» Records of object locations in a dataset
>> START
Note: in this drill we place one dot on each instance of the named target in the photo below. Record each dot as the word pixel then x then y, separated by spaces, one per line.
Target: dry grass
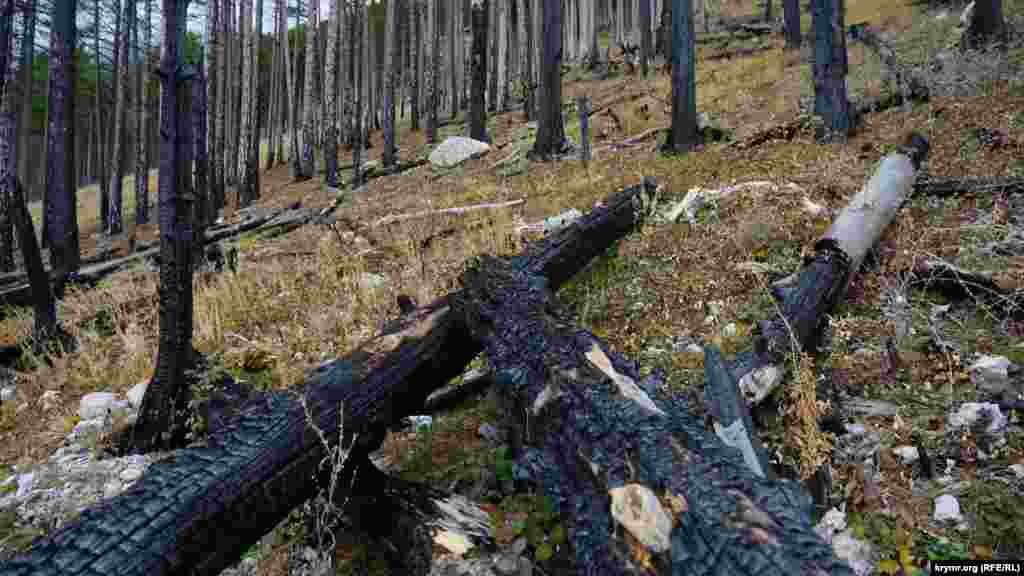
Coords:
pixel 298 299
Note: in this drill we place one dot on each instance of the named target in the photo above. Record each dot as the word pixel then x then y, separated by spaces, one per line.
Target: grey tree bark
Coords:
pixel 829 70
pixel 550 129
pixel 141 123
pixel 309 115
pixel 391 58
pixel 61 216
pixel 115 223
pixel 165 401
pixel 477 110
pixel 683 135
pixel 791 14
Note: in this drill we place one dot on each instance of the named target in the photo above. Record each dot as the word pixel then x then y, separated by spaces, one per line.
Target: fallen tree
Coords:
pixel 254 470
pixel 808 297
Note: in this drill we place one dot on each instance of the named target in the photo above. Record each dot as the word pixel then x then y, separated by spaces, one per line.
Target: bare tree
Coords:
pixel 61 216
pixel 791 14
pixel 115 224
pixel 550 128
pixel 829 70
pixel 309 115
pixel 165 402
pixel 390 51
pixel 141 122
pixel 987 24
pixel 683 135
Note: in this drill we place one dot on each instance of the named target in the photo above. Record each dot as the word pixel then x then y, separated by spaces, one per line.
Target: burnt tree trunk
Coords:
pixel 477 105
pixel 551 130
pixel 791 13
pixel 829 70
pixel 61 215
pixel 683 134
pixel 165 400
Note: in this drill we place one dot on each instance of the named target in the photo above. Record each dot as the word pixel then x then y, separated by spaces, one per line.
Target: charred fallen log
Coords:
pixel 197 511
pixel 641 485
pixel 944 187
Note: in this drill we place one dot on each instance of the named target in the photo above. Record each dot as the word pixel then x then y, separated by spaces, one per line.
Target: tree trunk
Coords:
pixel 550 130
pixel 247 191
pixel 416 60
pixel 683 135
pixel 433 87
pixel 829 70
pixel 791 14
pixel 390 60
pixel 141 121
pixel 987 24
pixel 358 12
pixel 645 51
pixel 104 190
pixel 25 122
pixel 60 206
pixel 330 84
pixel 115 223
pixel 477 110
pixel 165 400
pixel 309 116
pixel 8 140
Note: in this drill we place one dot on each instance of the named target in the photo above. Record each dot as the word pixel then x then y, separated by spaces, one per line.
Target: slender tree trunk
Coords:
pixel 60 206
pixel 829 70
pixel 433 72
pixel 330 84
pixel 391 53
pixel 416 60
pixel 104 191
pixel 114 219
pixel 551 130
pixel 213 84
pixel 791 13
pixel 309 116
pixel 25 123
pixel 477 111
pixel 141 122
pixel 166 396
pixel 290 106
pixel 684 108
pixel 358 12
pixel 8 141
pixel 246 192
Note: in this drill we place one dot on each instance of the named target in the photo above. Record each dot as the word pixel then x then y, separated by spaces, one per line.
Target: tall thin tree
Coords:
pixel 684 106
pixel 61 215
pixel 550 129
pixel 391 58
pixel 115 224
pixel 166 396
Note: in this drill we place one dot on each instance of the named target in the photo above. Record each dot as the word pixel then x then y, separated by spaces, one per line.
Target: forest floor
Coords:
pixel 317 292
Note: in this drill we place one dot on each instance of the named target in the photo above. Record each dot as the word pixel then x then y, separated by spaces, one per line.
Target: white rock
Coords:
pixel 757 384
pixel 456 150
pixel 833 523
pixel 861 556
pixel 638 509
pixel 130 475
pixel 25 483
pixel 1019 470
pixel 906 454
pixel 136 393
pixel 991 374
pixel 947 508
pixel 969 413
pixel 112 489
pixel 95 405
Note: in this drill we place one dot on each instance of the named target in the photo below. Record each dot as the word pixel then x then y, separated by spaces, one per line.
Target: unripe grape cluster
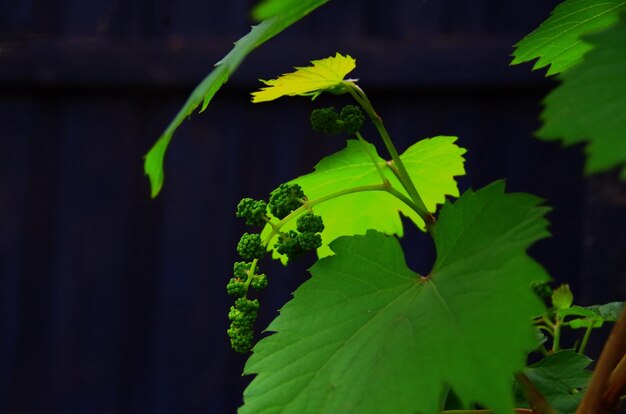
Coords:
pixel 328 121
pixel 251 247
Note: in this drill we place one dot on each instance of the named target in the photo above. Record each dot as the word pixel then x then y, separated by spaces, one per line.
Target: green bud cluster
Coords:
pixel 250 247
pixel 328 121
pixel 542 289
pixel 242 316
pixel 294 243
pixel 252 211
pixel 285 199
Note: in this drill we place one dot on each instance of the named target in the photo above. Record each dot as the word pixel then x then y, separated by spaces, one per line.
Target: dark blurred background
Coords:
pixel 114 303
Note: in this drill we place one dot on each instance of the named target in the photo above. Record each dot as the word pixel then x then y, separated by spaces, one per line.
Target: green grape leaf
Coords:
pixel 557 41
pixel 590 105
pixel 594 316
pixel 204 92
pixel 365 334
pixel 561 378
pixel 431 163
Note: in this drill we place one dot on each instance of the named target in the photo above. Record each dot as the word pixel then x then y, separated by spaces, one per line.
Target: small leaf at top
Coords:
pixel 367 335
pixel 204 92
pixel 557 41
pixel 431 163
pixel 562 297
pixel 324 75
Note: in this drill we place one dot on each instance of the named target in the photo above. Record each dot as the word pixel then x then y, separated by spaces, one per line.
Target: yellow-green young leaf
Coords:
pixel 557 42
pixel 322 75
pixel 367 335
pixel 431 163
pixel 562 297
pixel 204 92
pixel 590 105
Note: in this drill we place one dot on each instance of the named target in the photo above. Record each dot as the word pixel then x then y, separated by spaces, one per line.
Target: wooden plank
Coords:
pixel 434 61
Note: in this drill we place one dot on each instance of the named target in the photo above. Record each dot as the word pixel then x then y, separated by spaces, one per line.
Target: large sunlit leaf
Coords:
pixel 324 74
pixel 557 41
pixel 367 335
pixel 590 105
pixel 562 379
pixel 204 92
pixel 432 164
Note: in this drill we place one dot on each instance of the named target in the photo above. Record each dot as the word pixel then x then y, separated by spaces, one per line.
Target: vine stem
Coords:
pixel 358 94
pixel 583 344
pixel 372 158
pixel 609 376
pixel 385 186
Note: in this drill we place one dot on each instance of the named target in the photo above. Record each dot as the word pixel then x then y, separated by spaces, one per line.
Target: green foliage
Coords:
pixel 562 297
pixel 557 41
pixel 432 163
pixel 351 119
pixel 561 378
pixel 590 105
pixel 250 246
pixel 365 332
pixel 204 92
pixel 254 212
pixel 285 199
pixel 242 316
pixel 267 9
pixel 309 222
pixel 595 316
pixel 325 120
pixel 328 121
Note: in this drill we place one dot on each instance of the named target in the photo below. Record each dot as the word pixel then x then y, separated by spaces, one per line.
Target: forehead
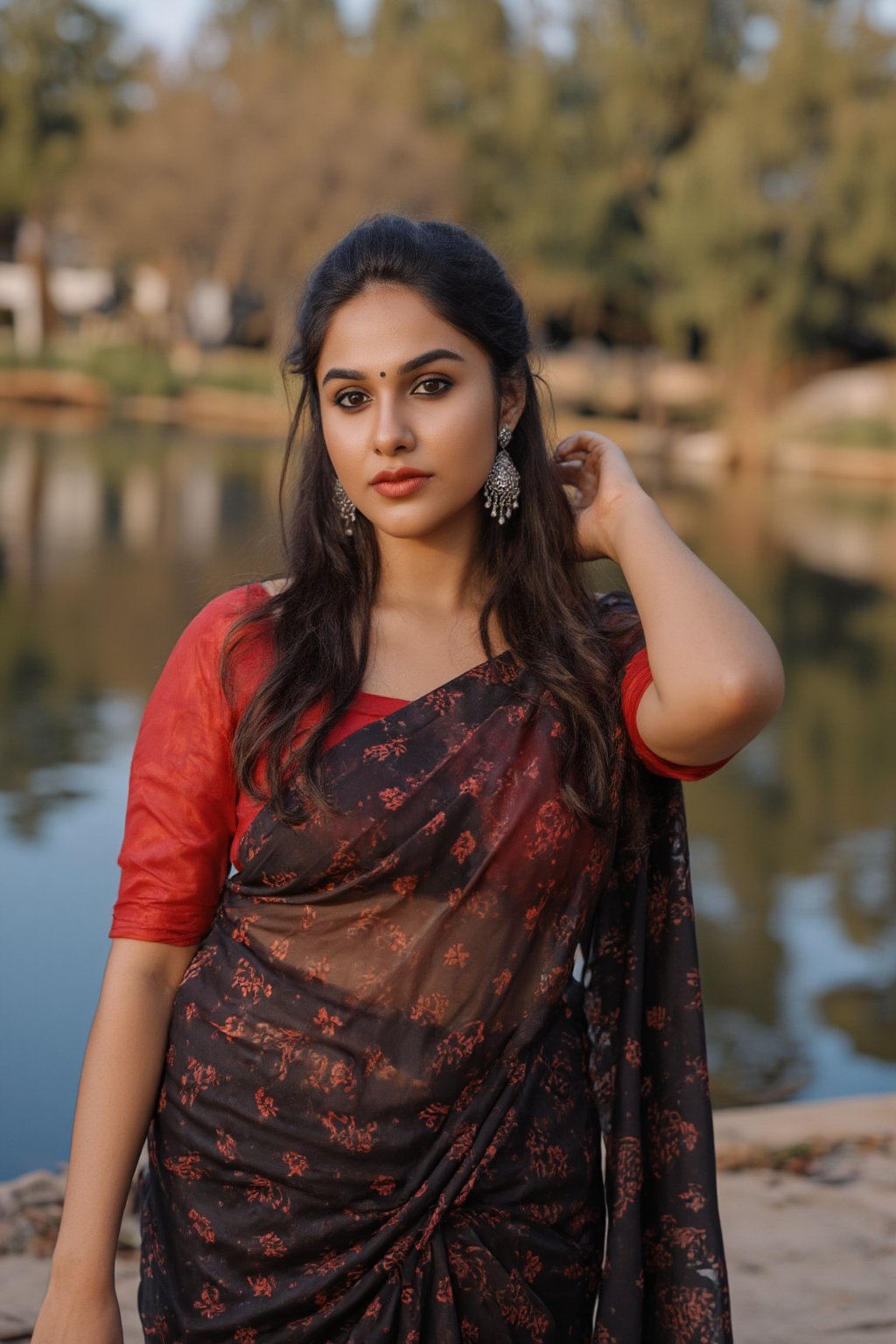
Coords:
pixel 384 327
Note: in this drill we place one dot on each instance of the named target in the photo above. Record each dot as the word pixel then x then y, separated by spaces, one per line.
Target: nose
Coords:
pixel 391 430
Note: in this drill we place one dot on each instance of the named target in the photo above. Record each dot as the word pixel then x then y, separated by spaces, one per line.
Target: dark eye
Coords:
pixel 433 386
pixel 351 398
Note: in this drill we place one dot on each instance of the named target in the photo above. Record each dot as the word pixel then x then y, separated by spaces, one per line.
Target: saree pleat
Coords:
pixel 384 1092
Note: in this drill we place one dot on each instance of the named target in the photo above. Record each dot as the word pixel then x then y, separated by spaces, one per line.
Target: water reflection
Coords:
pixel 112 538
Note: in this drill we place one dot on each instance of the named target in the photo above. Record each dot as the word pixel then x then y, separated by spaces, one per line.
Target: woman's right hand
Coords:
pixel 78 1316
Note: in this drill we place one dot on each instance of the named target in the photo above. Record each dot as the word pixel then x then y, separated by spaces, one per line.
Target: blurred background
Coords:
pixel 697 202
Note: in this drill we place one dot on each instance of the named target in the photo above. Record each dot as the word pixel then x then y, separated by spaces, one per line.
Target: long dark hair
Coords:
pixel 320 620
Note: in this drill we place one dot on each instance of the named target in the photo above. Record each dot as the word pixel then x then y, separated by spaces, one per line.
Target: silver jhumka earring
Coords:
pixel 344 506
pixel 502 483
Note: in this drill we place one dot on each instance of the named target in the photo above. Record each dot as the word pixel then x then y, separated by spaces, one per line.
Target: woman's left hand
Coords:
pixel 604 481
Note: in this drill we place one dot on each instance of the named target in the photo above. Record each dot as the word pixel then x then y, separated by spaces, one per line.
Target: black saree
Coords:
pixel 384 1088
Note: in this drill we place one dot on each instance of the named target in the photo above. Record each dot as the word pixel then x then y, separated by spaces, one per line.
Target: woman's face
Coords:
pixel 402 388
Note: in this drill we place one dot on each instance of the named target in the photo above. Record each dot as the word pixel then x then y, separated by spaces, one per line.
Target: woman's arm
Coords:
pixel 117 1096
pixel 717 675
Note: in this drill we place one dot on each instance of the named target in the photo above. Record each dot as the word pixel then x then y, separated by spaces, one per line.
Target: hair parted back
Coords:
pixel 320 620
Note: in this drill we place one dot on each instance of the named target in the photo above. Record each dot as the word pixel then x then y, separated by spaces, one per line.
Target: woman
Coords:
pixel 456 945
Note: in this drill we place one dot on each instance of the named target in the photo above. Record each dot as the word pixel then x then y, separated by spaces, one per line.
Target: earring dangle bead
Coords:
pixel 502 483
pixel 344 506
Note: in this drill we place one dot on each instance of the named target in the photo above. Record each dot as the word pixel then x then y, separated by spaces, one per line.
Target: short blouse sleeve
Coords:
pixel 182 800
pixel 621 614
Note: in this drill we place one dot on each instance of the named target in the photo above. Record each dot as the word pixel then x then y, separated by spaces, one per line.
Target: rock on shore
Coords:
pixel 808 1198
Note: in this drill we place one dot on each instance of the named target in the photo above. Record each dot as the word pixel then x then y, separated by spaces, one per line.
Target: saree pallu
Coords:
pixel 386 1092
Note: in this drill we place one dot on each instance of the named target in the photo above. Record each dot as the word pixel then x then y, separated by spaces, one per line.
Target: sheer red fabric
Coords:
pixel 186 815
pixel 635 679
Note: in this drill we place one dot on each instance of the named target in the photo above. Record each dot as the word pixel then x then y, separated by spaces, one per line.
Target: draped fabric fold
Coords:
pixel 665 1278
pixel 384 1092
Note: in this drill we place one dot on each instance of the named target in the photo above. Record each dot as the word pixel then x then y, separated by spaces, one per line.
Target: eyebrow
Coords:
pixel 418 361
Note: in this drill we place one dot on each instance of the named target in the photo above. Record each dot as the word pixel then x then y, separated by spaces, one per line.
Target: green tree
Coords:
pixel 60 73
pixel 773 230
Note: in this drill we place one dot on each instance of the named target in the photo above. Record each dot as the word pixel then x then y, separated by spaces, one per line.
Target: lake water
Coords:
pixel 113 536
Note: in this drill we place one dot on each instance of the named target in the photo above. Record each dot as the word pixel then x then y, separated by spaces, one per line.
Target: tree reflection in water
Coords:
pixel 113 536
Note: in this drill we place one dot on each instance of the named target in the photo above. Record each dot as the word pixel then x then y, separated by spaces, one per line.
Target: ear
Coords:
pixel 512 401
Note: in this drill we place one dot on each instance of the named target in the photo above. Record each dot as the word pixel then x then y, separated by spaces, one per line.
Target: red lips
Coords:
pixel 403 473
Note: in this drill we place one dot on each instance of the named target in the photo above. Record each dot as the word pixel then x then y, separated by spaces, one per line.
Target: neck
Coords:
pixel 431 576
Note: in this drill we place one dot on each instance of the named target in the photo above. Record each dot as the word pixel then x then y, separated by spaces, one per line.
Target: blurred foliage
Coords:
pixel 718 176
pixel 63 69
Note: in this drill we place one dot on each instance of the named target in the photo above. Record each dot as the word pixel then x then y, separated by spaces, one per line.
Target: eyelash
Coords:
pixel 355 391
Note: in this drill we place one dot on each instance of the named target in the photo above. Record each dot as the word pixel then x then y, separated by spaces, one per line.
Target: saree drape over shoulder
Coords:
pixel 386 1092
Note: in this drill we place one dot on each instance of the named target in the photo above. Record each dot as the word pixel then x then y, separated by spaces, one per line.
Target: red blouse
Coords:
pixel 186 814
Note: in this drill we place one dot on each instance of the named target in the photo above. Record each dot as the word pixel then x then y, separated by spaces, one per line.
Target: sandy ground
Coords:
pixel 808 1198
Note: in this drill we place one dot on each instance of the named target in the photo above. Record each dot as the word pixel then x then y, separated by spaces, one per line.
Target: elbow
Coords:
pixel 751 697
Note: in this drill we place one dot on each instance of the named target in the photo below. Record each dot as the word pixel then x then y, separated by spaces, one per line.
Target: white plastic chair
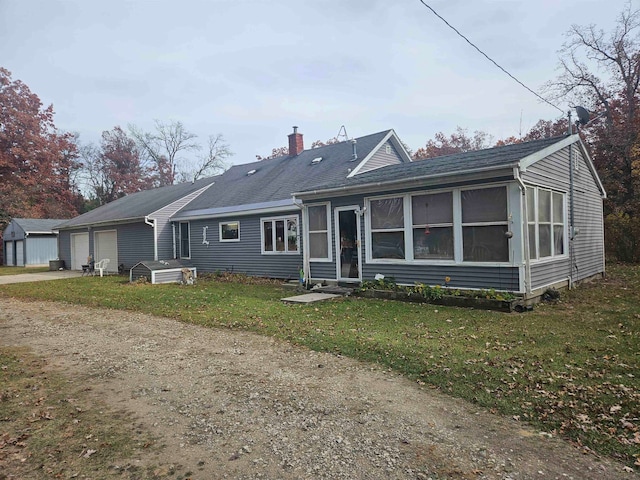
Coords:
pixel 101 266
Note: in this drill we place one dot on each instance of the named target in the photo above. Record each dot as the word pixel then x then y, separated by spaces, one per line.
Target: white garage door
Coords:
pixel 9 253
pixel 79 250
pixel 20 253
pixel 106 246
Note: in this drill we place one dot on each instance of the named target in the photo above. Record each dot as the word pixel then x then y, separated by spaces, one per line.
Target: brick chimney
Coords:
pixel 295 142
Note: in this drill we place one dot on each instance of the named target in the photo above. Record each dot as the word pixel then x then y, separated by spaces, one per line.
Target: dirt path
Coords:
pixel 237 405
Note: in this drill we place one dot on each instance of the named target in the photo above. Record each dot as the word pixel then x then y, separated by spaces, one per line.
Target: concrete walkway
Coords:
pixel 38 277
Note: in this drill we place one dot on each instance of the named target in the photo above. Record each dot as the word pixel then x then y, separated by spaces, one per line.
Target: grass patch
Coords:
pixel 570 367
pixel 4 270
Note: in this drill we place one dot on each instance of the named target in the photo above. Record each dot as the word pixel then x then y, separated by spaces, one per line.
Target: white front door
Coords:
pixel 106 246
pixel 9 252
pixel 20 253
pixel 79 250
pixel 348 244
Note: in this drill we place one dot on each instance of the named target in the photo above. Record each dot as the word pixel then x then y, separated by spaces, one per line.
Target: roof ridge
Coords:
pixel 497 147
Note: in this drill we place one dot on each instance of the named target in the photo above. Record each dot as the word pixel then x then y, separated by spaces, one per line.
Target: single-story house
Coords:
pixel 30 241
pixel 128 230
pixel 518 218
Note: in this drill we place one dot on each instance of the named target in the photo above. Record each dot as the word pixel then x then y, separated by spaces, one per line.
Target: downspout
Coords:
pixel 306 262
pixel 525 215
pixel 152 224
pixel 173 231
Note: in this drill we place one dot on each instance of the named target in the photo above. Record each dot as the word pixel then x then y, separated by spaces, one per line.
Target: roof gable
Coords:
pixel 489 159
pixel 392 138
pixel 37 225
pixel 275 180
pixel 137 205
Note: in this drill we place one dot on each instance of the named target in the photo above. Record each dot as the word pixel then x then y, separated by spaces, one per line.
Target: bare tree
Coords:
pixel 596 69
pixel 213 162
pixel 167 148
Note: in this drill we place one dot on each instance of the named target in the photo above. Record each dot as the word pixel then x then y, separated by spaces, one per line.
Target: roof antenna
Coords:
pixel 342 133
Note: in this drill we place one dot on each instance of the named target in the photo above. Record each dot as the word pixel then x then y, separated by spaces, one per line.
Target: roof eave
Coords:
pixel 508 168
pixel 102 223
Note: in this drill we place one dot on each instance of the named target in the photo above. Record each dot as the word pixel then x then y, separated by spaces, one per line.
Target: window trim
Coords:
pixel 329 233
pixel 370 230
pixel 188 224
pixel 226 240
pixel 493 223
pixel 273 220
pixel 458 253
pixel 552 224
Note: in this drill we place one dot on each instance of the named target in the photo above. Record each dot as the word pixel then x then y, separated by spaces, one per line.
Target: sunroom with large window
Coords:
pixel 470 225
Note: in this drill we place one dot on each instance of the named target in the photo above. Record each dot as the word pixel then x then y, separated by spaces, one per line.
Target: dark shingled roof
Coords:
pixel 137 205
pixel 277 178
pixel 449 164
pixel 38 225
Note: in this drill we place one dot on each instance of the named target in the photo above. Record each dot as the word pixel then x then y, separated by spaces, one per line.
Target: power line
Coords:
pixel 487 56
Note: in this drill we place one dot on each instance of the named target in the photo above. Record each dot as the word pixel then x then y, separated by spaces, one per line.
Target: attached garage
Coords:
pixel 20 253
pixel 106 246
pixel 8 254
pixel 31 241
pixel 79 250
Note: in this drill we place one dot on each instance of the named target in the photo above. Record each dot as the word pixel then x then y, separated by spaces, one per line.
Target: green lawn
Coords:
pixel 571 368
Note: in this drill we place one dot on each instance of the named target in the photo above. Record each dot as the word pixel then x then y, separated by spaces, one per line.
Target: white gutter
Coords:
pixel 152 223
pixel 306 259
pixel 525 222
pixel 403 180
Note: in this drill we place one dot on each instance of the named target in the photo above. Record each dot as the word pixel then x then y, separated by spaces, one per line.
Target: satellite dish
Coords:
pixel 583 115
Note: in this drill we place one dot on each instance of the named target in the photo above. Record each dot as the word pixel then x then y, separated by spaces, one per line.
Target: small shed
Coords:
pixel 30 241
pixel 162 271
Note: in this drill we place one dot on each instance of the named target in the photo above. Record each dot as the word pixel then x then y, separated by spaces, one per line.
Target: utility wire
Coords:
pixel 489 58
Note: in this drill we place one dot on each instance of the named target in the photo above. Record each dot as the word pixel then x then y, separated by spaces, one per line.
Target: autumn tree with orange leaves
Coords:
pixel 36 161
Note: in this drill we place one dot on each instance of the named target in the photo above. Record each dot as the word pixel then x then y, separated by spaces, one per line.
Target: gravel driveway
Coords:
pixel 230 404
>> END
» WHAT IS REQUIRED
Show every line of the records above that contains the word "small".

» OUTPUT OF THE TASK
Target: small leaf at top
Target: small shed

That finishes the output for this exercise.